• _What the task requires_
Copy out the passage about Beirut's shelters word for word, from "Every day I" up to and including "others as for me.".

Beirut contains a part of my past. As I lived and worked there many times between 2019 and 2021, its streets and people became deeply connected to my memories. Today, they are overshadowed by the suffering of the population. Classrooms, once bustling, welcome children and parents who struggle against the cold and fear, dreading the next air strike.
Every day I visit these shelters. Everyone I meet dreams of a home where their children are safe. This aspiration awakens painful memories in me: the flight from Syria in 2014, the months spent between various shelters in Turkey and Iraqi Kurdistan, without ever knowing where to go next.
I wanted to become a doctor to treat and save lives. But after more than ten years with Doctors Without Borders, in Syria, South Sudan, Ukraine, Iraq, Sudan and now Lebanon, I have seen lives beyond repair. Each mission is a chapter of resilience in the midst of exhausting pain, as much for others as for me.

• _Material supplied_
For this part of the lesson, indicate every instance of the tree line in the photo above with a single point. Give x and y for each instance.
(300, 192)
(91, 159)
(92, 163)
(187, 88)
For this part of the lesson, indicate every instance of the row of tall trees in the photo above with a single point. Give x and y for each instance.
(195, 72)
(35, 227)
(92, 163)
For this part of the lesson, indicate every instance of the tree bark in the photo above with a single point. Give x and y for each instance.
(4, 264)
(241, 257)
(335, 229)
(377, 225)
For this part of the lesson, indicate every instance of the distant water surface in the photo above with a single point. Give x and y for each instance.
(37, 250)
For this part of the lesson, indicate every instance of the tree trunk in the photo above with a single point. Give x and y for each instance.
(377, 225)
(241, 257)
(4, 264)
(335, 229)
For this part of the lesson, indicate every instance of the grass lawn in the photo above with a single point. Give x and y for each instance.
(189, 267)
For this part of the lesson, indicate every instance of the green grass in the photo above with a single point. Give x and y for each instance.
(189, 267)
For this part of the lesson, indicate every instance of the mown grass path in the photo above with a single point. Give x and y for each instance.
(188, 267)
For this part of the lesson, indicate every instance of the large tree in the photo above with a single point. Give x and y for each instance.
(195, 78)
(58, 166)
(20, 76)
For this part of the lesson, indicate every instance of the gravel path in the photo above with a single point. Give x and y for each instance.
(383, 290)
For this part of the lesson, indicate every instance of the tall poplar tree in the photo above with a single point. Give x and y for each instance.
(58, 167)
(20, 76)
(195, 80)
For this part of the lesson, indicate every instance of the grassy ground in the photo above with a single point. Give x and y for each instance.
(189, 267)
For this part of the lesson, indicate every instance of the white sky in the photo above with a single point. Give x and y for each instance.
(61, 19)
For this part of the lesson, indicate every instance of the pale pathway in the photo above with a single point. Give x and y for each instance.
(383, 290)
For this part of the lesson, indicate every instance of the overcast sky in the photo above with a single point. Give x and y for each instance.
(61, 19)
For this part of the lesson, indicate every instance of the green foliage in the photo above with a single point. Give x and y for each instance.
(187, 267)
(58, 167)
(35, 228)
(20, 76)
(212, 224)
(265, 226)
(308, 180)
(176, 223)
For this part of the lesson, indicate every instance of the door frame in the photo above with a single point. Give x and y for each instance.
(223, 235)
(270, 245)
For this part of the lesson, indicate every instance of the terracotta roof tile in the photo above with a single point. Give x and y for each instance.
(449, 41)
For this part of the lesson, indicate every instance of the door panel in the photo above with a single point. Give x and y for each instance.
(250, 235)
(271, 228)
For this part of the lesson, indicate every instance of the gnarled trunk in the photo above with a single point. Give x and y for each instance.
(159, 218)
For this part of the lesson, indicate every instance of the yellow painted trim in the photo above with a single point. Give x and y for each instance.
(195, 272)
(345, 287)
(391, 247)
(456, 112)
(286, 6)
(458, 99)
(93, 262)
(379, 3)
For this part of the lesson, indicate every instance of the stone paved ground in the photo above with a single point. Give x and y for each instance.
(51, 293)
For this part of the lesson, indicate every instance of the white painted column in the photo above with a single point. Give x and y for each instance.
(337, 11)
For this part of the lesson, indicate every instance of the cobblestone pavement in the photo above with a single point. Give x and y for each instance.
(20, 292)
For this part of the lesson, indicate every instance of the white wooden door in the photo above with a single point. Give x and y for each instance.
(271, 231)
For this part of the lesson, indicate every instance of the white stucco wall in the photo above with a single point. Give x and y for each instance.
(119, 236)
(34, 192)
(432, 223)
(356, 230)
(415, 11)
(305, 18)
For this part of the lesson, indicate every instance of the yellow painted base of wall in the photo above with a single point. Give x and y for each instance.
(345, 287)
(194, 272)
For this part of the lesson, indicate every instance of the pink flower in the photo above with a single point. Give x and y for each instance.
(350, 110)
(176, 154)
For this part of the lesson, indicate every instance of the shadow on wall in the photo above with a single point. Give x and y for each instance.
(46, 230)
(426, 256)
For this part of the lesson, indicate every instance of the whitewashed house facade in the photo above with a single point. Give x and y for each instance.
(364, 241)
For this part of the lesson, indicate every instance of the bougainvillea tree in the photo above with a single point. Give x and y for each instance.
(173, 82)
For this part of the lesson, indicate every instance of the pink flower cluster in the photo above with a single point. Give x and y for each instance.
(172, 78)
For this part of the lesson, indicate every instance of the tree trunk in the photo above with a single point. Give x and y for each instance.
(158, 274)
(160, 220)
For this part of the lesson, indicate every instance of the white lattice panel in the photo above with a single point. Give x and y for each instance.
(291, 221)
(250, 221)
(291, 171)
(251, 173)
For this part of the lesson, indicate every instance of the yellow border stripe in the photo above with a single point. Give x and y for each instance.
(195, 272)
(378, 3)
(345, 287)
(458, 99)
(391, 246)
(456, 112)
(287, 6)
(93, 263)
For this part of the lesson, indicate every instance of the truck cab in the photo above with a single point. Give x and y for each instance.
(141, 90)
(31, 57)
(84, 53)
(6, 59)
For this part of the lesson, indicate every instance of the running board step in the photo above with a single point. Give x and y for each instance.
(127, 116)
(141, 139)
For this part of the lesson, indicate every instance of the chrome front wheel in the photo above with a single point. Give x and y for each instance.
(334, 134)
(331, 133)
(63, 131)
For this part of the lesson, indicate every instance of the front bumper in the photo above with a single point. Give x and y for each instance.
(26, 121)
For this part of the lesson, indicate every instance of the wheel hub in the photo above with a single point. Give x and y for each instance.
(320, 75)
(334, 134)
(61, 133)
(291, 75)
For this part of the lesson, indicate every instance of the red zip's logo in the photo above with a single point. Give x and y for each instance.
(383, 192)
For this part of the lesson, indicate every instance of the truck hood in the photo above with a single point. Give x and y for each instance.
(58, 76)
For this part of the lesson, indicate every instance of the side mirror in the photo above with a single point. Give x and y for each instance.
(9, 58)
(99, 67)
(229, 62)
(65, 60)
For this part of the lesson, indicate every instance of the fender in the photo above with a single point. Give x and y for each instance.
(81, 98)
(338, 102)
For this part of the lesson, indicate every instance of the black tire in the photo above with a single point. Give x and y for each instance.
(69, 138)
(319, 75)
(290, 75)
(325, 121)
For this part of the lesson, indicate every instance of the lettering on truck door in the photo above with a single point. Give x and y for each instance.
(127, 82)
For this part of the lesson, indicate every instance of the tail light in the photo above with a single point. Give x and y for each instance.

• _Task output_
Every day I visit these shelters. Everyone I meet dreams of a home where their children are safe. This aspiration awakens painful memories in me: the flight from Syria in 2014, the months spent between various shelters in Turkey and Iraqi Kurdistan, without ever knowing where to go next.
I wanted to become a doctor to treat and save lives. But after more than ten years with Doctors Without Borders, in Syria, South Sudan, Ukraine, Iraq, Sudan and now Lebanon, I have seen lives beyond repair. Each mission is a chapter of resilience in the midst of exhausting pain, as much for others as for me.